__EXERCISE BRIEF__. Print out the data precisely as it appears here, with no pictures.

=== Begin Enclosure ===

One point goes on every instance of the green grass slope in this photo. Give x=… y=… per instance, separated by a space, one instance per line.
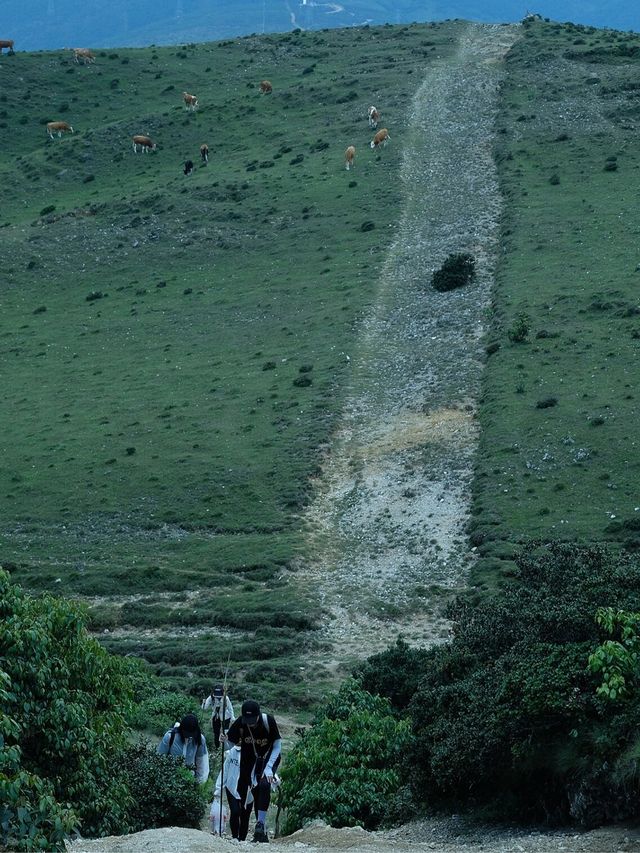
x=559 y=447
x=173 y=348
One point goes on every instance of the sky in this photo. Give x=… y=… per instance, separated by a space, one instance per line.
x=55 y=24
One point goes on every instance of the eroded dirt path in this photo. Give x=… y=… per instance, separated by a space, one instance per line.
x=386 y=526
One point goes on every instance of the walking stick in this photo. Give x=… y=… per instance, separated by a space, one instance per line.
x=223 y=730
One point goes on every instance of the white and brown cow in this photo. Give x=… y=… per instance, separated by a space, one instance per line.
x=381 y=138
x=349 y=157
x=58 y=127
x=84 y=54
x=190 y=101
x=144 y=143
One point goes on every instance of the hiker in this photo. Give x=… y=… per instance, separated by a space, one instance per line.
x=187 y=741
x=239 y=812
x=221 y=707
x=259 y=740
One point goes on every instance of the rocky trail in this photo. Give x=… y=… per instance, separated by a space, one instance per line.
x=450 y=836
x=386 y=528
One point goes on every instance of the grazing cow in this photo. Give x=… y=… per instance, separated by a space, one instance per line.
x=84 y=54
x=58 y=127
x=145 y=144
x=380 y=138
x=349 y=157
x=190 y=101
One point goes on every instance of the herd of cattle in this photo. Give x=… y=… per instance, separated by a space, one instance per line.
x=143 y=143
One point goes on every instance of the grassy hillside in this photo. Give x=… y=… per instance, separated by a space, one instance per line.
x=174 y=347
x=559 y=447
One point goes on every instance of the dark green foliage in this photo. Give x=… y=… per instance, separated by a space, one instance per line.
x=344 y=769
x=456 y=271
x=394 y=674
x=164 y=792
x=506 y=715
x=62 y=721
x=519 y=331
x=160 y=709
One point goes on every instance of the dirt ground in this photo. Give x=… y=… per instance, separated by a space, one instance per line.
x=386 y=526
x=449 y=836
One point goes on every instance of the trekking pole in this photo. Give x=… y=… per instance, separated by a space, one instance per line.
x=223 y=730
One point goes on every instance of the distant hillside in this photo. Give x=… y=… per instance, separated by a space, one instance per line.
x=51 y=24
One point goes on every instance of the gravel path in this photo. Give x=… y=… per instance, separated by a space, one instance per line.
x=387 y=523
x=424 y=837
x=391 y=505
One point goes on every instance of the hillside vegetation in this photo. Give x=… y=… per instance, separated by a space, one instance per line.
x=559 y=449
x=176 y=346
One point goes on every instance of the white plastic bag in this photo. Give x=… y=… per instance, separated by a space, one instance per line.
x=214 y=818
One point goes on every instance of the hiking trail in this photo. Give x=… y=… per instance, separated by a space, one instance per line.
x=386 y=527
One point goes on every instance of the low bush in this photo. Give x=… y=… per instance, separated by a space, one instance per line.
x=62 y=724
x=164 y=792
x=344 y=769
x=158 y=712
x=519 y=331
x=507 y=715
x=456 y=271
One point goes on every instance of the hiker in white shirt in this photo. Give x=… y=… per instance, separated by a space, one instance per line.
x=221 y=711
x=187 y=741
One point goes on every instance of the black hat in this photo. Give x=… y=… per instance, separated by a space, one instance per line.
x=250 y=712
x=189 y=726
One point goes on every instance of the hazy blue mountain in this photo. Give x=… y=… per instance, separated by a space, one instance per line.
x=50 y=24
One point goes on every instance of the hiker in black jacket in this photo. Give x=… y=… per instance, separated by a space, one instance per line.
x=259 y=740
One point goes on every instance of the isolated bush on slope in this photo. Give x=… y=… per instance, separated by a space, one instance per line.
x=345 y=768
x=506 y=715
x=62 y=723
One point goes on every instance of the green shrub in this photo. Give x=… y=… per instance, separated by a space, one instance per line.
x=519 y=331
x=506 y=716
x=456 y=271
x=344 y=769
x=158 y=712
x=62 y=723
x=164 y=792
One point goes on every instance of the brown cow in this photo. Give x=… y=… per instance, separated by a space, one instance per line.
x=349 y=157
x=58 y=127
x=84 y=54
x=380 y=138
x=190 y=101
x=145 y=144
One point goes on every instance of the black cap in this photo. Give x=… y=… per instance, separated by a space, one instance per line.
x=250 y=712
x=189 y=726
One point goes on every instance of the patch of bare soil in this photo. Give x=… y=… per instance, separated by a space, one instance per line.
x=386 y=528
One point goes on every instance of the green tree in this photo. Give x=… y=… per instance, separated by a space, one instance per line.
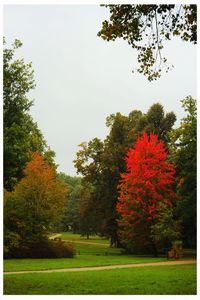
x=21 y=134
x=101 y=162
x=71 y=210
x=184 y=155
x=32 y=209
x=147 y=27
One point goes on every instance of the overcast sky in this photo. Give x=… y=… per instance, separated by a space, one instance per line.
x=81 y=79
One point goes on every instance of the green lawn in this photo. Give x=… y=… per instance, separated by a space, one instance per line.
x=158 y=280
x=77 y=237
x=78 y=261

=== End Enclosure ===

__COMPLETED EXERCISE__.
One point goes on every instance of the green grass slope in this photo. Give x=… y=… per instance, separated by a space, one instance per line.
x=559 y=447
x=173 y=348
One point goes on every instance of the sky in this photo. Give x=… y=… per instance, separated by a space, one instance per line.
x=55 y=24
One point goes on every instance of the eroded dirt path in this photo. Give x=… y=… per instance, separated by a space, one instance per line.
x=386 y=526
One point goes on every instance of the walking stick in this photo. Give x=… y=… per instance, separated by a space, one instance per line.
x=223 y=730
One point goes on every instance of the white and brown cow in this photo. Give x=… y=… per instance, separated by a space, one instance per line.
x=381 y=138
x=349 y=157
x=58 y=127
x=84 y=54
x=190 y=101
x=144 y=143
One point goes on every instance of the hiker in this photo. Give x=… y=… per instance, separated by a space, one instance per line.
x=187 y=741
x=239 y=812
x=221 y=707
x=259 y=740
One point goes on every instance of the rocky trail in this photo. Give x=… y=… per instance, separated by a space, one instance per line.
x=450 y=836
x=386 y=528
One point goes on every instance of the grazing cow in this photo. Give x=… y=… per instance, separated by a space, one instance per line.
x=84 y=54
x=58 y=127
x=145 y=144
x=380 y=138
x=349 y=157
x=190 y=101
One point goes on every instance of the herd of cattle in this photo. Give x=… y=… per instance, separated by a space, one instance per line.
x=143 y=143
One point goes on every instance of the grassy hillside in this photo. Give x=… y=… per instance, separated by a space, one instance per line.
x=174 y=347
x=559 y=447
One point goes on every instance of the dark green foliage in this photo. Give x=… y=… per instance, separated by a space, one instance per line.
x=344 y=769
x=456 y=271
x=394 y=674
x=164 y=792
x=506 y=715
x=62 y=721
x=519 y=331
x=160 y=709
One point goes on every instance of the dirt ground in this photo. Give x=… y=… per instance, separated by a space, one instance per line.
x=386 y=526
x=449 y=836
One point goes on every instance of the trekking pole in this photo. Give x=… y=… per instance, separated by a space, one instance per line.
x=223 y=730
One point goes on every instance of the distant hillside in this photo. Give x=… y=… per instance, separated by a space, one instance per line.
x=51 y=24
One point goes on every instance of the gravel path in this photo. Give x=… y=… per instance, separated by a space, one instance per line.
x=387 y=523
x=424 y=837
x=391 y=505
One point goes on every instance of the hillside vegetation in this photo. Give x=… y=… per instance, separated by a space, one instance per line.
x=559 y=449
x=176 y=346
One point goes on every instance of the white plastic bag in this photo. Give x=… y=… per instance, separated by a space, one instance per line.
x=214 y=818
One point goes on every instance of the hiking trail in this photo. Give x=… y=… per instance, separated by a space, one instance per line.
x=386 y=527
One point goes on every instance of the low bush in this photo. Give x=… y=… per instance, separated by a space, one instance per line.
x=62 y=724
x=164 y=792
x=344 y=769
x=158 y=712
x=519 y=331
x=507 y=715
x=456 y=271
One point goes on every instance of the hiker in white shirt in this photo. Give x=… y=… per instance, separated by a space, one instance per line.
x=221 y=711
x=187 y=741
One point goes on every instance of the black hat in this photo. Give x=… y=… per instance, separated by a space, one instance per line.
x=250 y=712
x=189 y=726
One point goes on every instance of the hazy blue mountain in this photo. Give x=… y=… per instance, separated by a space, one instance per line.
x=50 y=24
One point goes on every instance of the hiker in black jacket in this photo. Give x=… y=… per instance, separated by a space, one instance per line.
x=259 y=740
One point goes on every instance of the isolated bush on slope in this photo. Give x=… y=… per instance, separated by a space, one instance per line.
x=345 y=768
x=506 y=715
x=62 y=723
One point goes on every instance of the green shrub in this photo. Give x=… y=… per instance, separated by a space, one instance per line.
x=519 y=331
x=506 y=716
x=456 y=271
x=344 y=769
x=158 y=712
x=62 y=723
x=164 y=792
One point goes on every instance of the brown cow in this photo. Give x=… y=… per instance, separated by a space, one instance per line.
x=349 y=157
x=58 y=127
x=84 y=54
x=380 y=138
x=190 y=101
x=145 y=144
One point goes on every instance of the black cap in this photo. Give x=… y=… per instance, separated by a space, one instance per line.
x=250 y=712
x=189 y=726
One point goes on every instance of the patch of bare soil in this photo. Give x=… y=… per instance, separated by a space, one instance per line.
x=386 y=528
One point goes on every instance of the green tree in this photo. Give x=… y=… per instance, separated by a space, one instance per line.
x=21 y=134
x=101 y=162
x=71 y=210
x=184 y=155
x=32 y=209
x=147 y=27
One point goes on every instance of the overcast sky in this photo. Give x=… y=… per instance, separated by a space, one instance per line.
x=81 y=79
One point goes on every instance of the green lawn in this photo. Give x=… y=… per instance, separated by a space, one instance per line.
x=158 y=280
x=77 y=237
x=78 y=261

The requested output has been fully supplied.